The data
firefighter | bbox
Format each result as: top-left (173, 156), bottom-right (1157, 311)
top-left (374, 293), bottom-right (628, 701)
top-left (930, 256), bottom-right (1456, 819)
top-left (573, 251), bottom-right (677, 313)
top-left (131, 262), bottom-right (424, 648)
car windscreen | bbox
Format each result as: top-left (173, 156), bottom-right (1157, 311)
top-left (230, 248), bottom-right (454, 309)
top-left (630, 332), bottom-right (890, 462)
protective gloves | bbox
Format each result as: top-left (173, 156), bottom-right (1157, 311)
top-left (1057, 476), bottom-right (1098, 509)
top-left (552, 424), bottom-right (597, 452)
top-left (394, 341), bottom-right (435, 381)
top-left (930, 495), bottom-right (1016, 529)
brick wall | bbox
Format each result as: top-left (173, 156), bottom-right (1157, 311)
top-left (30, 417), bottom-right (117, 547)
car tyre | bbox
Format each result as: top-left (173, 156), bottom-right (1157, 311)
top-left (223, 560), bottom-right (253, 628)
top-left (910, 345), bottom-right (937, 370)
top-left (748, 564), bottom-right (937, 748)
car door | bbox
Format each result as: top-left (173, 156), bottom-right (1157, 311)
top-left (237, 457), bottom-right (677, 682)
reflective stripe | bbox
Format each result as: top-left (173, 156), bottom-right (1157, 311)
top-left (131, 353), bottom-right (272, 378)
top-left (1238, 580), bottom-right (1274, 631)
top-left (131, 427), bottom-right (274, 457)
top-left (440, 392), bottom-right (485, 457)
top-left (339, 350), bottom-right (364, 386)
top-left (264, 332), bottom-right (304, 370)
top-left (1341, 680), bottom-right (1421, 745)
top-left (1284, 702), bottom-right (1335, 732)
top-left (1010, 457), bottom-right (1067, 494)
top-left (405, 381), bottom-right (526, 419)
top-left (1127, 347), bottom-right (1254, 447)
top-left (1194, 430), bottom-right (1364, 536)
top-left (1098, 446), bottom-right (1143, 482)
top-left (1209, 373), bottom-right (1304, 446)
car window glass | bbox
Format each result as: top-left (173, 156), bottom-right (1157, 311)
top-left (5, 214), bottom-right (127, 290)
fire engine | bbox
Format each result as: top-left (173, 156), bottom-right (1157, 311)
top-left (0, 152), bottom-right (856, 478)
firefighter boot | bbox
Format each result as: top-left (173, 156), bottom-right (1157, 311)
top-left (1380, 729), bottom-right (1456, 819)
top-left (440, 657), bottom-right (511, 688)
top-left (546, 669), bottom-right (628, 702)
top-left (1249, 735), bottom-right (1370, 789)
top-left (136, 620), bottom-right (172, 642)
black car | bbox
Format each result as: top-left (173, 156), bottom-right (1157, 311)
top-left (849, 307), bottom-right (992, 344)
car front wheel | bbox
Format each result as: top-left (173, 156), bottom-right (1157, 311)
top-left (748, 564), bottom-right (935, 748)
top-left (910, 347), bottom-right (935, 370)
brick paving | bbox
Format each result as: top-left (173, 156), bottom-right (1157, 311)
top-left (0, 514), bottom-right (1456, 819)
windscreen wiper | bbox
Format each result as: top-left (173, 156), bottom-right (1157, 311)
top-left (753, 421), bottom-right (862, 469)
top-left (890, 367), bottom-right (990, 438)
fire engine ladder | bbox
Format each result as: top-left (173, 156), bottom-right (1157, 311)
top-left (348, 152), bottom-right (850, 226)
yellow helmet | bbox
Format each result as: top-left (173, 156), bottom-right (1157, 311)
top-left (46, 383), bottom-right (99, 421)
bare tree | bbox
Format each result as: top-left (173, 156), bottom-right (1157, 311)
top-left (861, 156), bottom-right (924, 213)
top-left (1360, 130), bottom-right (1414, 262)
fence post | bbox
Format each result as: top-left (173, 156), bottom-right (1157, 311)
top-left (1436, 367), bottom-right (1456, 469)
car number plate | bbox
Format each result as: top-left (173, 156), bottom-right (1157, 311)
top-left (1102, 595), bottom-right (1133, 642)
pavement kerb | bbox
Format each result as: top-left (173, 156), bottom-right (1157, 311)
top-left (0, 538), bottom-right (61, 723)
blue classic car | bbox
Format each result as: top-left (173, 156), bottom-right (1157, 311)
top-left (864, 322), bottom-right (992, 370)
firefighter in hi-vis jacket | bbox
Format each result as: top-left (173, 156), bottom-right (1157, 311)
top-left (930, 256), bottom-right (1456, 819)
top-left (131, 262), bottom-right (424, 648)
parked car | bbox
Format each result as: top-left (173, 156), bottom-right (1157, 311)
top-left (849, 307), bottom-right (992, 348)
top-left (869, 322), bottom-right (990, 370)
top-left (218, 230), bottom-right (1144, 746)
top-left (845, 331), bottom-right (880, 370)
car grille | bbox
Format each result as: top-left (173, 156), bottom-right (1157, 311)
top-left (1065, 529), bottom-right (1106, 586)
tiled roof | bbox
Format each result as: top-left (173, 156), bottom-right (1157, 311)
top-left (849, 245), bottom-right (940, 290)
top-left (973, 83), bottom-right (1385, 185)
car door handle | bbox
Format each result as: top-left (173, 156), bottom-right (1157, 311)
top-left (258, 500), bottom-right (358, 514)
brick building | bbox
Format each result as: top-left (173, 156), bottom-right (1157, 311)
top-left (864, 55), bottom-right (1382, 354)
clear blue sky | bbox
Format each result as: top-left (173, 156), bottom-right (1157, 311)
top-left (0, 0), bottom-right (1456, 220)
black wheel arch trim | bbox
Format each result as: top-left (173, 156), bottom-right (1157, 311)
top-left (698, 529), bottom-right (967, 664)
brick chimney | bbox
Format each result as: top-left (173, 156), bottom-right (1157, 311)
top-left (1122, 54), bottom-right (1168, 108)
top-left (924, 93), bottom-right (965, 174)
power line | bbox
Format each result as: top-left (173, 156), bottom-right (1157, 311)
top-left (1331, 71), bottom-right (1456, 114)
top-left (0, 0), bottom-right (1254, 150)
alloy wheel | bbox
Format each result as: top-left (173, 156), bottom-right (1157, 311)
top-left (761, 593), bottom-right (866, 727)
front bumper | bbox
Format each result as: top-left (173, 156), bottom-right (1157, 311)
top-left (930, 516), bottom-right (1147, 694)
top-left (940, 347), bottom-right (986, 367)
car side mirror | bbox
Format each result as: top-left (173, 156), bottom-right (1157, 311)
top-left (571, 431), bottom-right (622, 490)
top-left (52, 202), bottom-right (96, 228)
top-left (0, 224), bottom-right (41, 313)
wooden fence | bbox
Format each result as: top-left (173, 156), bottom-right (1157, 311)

What is required
Write out every record above again, changing each "bbox" to "bounding box" and keeping all other text the same.

Task result
firefighter | bounding box
Format each result as: top-left (173, 156), bottom-right (1157, 311)
top-left (374, 293), bottom-right (628, 701)
top-left (930, 256), bottom-right (1456, 819)
top-left (573, 251), bottom-right (677, 313)
top-left (131, 262), bottom-right (424, 648)
car windscreen | bounding box
Format each result as: top-left (173, 156), bottom-right (1157, 311)
top-left (230, 248), bottom-right (454, 309)
top-left (630, 332), bottom-right (890, 462)
protective gloves | bounding box
Format each result as: top-left (173, 156), bottom-right (1157, 311)
top-left (1057, 476), bottom-right (1098, 509)
top-left (552, 424), bottom-right (597, 452)
top-left (394, 341), bottom-right (435, 381)
top-left (930, 495), bottom-right (1016, 529)
brick wall | bounding box
Format each result as: top-left (173, 156), bottom-right (1157, 311)
top-left (30, 417), bottom-right (117, 547)
car tyre | bounding box
Format each result as: top-left (173, 156), bottom-right (1157, 311)
top-left (223, 560), bottom-right (253, 628)
top-left (910, 345), bottom-right (937, 370)
top-left (748, 564), bottom-right (937, 748)
car door | bounding box
Format each result as: top-left (173, 156), bottom-right (1157, 311)
top-left (237, 457), bottom-right (677, 682)
reflective stripe | bounding box
Format each result as: top-left (173, 156), bottom-right (1157, 311)
top-left (131, 353), bottom-right (272, 378)
top-left (1238, 580), bottom-right (1274, 631)
top-left (131, 427), bottom-right (274, 457)
top-left (440, 392), bottom-right (485, 457)
top-left (339, 350), bottom-right (364, 386)
top-left (264, 332), bottom-right (304, 370)
top-left (1341, 680), bottom-right (1421, 745)
top-left (1284, 702), bottom-right (1335, 732)
top-left (1010, 457), bottom-right (1067, 494)
top-left (405, 381), bottom-right (526, 419)
top-left (1127, 347), bottom-right (1254, 447)
top-left (1194, 430), bottom-right (1364, 536)
top-left (1098, 446), bottom-right (1143, 482)
top-left (1209, 373), bottom-right (1304, 446)
car window glass | bounding box
Format each result as: top-left (173, 156), bottom-right (1157, 311)
top-left (5, 214), bottom-right (127, 290)
fire engine | bounding box
Format each result as: top-left (173, 156), bottom-right (1157, 311)
top-left (0, 152), bottom-right (856, 478)
firefighter boot | bounding box
Format each result as: top-left (173, 156), bottom-right (1157, 311)
top-left (1380, 729), bottom-right (1456, 819)
top-left (440, 657), bottom-right (511, 688)
top-left (546, 669), bottom-right (628, 702)
top-left (1249, 735), bottom-right (1370, 789)
top-left (136, 620), bottom-right (172, 642)
black car | bounding box
Format each result as: top-left (173, 156), bottom-right (1157, 311)
top-left (849, 307), bottom-right (992, 344)
car front wheel | bounding box
Format each result as: top-left (173, 156), bottom-right (1157, 311)
top-left (748, 564), bottom-right (935, 748)
top-left (910, 347), bottom-right (935, 370)
brick paving | bounding box
Format each result as: top-left (173, 156), bottom-right (1157, 311)
top-left (0, 514), bottom-right (1456, 819)
windscreen wiper | bounding box
Format each result as: top-left (173, 156), bottom-right (1157, 311)
top-left (753, 421), bottom-right (862, 469)
top-left (890, 367), bottom-right (990, 438)
fire engine ladder | bounding box
Format each result as: top-left (173, 156), bottom-right (1157, 311)
top-left (348, 152), bottom-right (850, 226)
yellow helmet | bounding box
Format each result as: top-left (173, 156), bottom-right (1157, 311)
top-left (46, 383), bottom-right (99, 421)
bare tree | bounding box
Format each result as: top-left (173, 156), bottom-right (1157, 311)
top-left (861, 156), bottom-right (924, 213)
top-left (1360, 130), bottom-right (1414, 262)
fence post | bounding box
Format each result as: top-left (173, 156), bottom-right (1157, 311)
top-left (1436, 367), bottom-right (1456, 469)
car number plate | bounding box
Format each result as: top-left (173, 156), bottom-right (1157, 311)
top-left (1102, 595), bottom-right (1133, 642)
pavement kerb | bounding box
Format each result as: top-left (173, 156), bottom-right (1157, 311)
top-left (0, 538), bottom-right (61, 723)
blue classic car | bounding box
Format each result as: top-left (173, 156), bottom-right (1157, 311)
top-left (864, 322), bottom-right (992, 370)
firefighter in hi-vis jacket | bounding box
Format each result as: top-left (173, 156), bottom-right (1157, 311)
top-left (930, 256), bottom-right (1456, 819)
top-left (131, 262), bottom-right (424, 648)
parked car | bounding box
Format each result as: top-left (173, 156), bottom-right (1157, 311)
top-left (849, 307), bottom-right (992, 348)
top-left (869, 322), bottom-right (990, 370)
top-left (218, 230), bottom-right (1144, 746)
top-left (845, 331), bottom-right (880, 370)
car grille | bounding box
Format each result as: top-left (173, 156), bottom-right (1157, 311)
top-left (1065, 529), bottom-right (1106, 586)
tiled roof | bounding box
Format each result as: top-left (173, 156), bottom-right (1157, 311)
top-left (849, 245), bottom-right (940, 290)
top-left (973, 83), bottom-right (1385, 185)
car door handle | bounding box
Format each result as: top-left (173, 156), bottom-right (1157, 311)
top-left (258, 500), bottom-right (358, 514)
brick building | bounding box
Format each result as: top-left (173, 156), bottom-right (1157, 311)
top-left (864, 55), bottom-right (1382, 354)
clear blue sky | bounding box
Format each result as: top-left (173, 156), bottom-right (1157, 311)
top-left (0, 0), bottom-right (1456, 220)
black wheel arch trim | bounding box
Format each result as: top-left (173, 156), bottom-right (1157, 311)
top-left (698, 529), bottom-right (967, 664)
brick chimney | bounding box
Format each result as: top-left (173, 156), bottom-right (1157, 311)
top-left (1122, 54), bottom-right (1168, 108)
top-left (924, 93), bottom-right (965, 174)
power line | bounding box
Format each result as: top-left (173, 156), bottom-right (1157, 311)
top-left (1331, 71), bottom-right (1456, 114)
top-left (0, 0), bottom-right (1254, 150)
alloy wheel | bounding box
Format each result as: top-left (173, 156), bottom-right (1157, 311)
top-left (761, 593), bottom-right (866, 727)
front bumper | bounding box
Format each result as: top-left (173, 156), bottom-right (1157, 311)
top-left (930, 516), bottom-right (1147, 694)
top-left (940, 347), bottom-right (986, 367)
car side mirror | bounding box
Format each result as: top-left (173, 156), bottom-right (1157, 311)
top-left (571, 431), bottom-right (622, 490)
top-left (52, 202), bottom-right (96, 228)
top-left (0, 224), bottom-right (41, 313)
wooden fence | bounding box
Format each result as: top-left (173, 156), bottom-right (1157, 311)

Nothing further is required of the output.